The problem: Transcription of the full listing is required, character for character.
Content starts
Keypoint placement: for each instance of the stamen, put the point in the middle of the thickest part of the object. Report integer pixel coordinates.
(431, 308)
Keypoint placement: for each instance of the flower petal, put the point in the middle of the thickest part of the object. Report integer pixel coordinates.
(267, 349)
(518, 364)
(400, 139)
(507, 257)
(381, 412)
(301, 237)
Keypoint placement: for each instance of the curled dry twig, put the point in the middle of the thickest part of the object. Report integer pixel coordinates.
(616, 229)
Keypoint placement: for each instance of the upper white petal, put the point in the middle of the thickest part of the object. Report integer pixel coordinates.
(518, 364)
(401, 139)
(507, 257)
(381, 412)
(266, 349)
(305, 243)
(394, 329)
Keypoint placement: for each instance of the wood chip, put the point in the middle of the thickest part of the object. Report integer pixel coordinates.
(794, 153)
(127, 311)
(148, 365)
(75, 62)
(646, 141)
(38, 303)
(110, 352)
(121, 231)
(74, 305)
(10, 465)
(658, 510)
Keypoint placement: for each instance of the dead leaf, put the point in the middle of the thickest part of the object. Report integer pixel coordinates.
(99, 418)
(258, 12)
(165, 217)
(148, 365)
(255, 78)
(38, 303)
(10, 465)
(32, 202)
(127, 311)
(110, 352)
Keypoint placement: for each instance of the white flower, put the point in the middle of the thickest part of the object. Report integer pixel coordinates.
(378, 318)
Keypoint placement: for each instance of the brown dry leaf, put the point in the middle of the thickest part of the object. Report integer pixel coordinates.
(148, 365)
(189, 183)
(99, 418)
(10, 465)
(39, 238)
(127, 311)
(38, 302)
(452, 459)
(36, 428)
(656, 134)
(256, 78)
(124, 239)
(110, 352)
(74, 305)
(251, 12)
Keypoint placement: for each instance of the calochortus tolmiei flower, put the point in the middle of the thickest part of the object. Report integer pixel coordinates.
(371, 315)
Content ends
Answer box:
Keypoint placement: for each instance of the stamen, put the point in the middle of the thickest part of the object. Report integer pixel coordinates.
(431, 308)
Keypoint placement: for each instance of the flower petal, put the point in the middle of the thickest part of the object. Report integer pixel coordinates.
(267, 349)
(518, 364)
(400, 139)
(507, 257)
(381, 412)
(301, 237)
Keypoint placement: for each instance of the curled dry twig, put the point in the middle of the thickest part of the object. Report integer pixel coordinates.
(616, 229)
Keypoint placement: for each instance of the upper white petal, put the point in the middle of the thickest part of the object. Report integer pixel coordinates.
(518, 364)
(401, 139)
(507, 257)
(381, 412)
(266, 349)
(305, 243)
(394, 329)
Keypoint placement: for each instance of the wood chip, put the point in the middle of the thickest part of the object. Report integer pixel coordinates.
(794, 153)
(127, 311)
(148, 365)
(75, 62)
(646, 141)
(38, 303)
(110, 352)
(121, 231)
(74, 305)
(10, 465)
(658, 510)
Keypoint placement: for each instance of the dead leaf, put the point in the middle of the thickest part of the object. Report integer pixel coordinates.
(99, 418)
(258, 12)
(165, 217)
(148, 365)
(255, 78)
(38, 303)
(10, 465)
(32, 202)
(127, 311)
(110, 352)
Keypoint placement: for each instance of the white flower, put the point in the middle of the thickest part of the object. Report integer pixel coordinates.
(378, 318)
Keypoint placement: for each instance of the brown dry leaf, put the point in the middle of the thickest part of the object. Report integer pixel coordinates.
(148, 365)
(189, 183)
(99, 418)
(10, 465)
(39, 238)
(127, 311)
(38, 302)
(452, 459)
(36, 428)
(656, 134)
(256, 78)
(124, 239)
(110, 352)
(74, 305)
(251, 12)
Keypoint placement: for each instance of the calochortus tolmiei flower, put the point in the middle of the thickest part of the object. Report integer pixel coordinates.
(371, 315)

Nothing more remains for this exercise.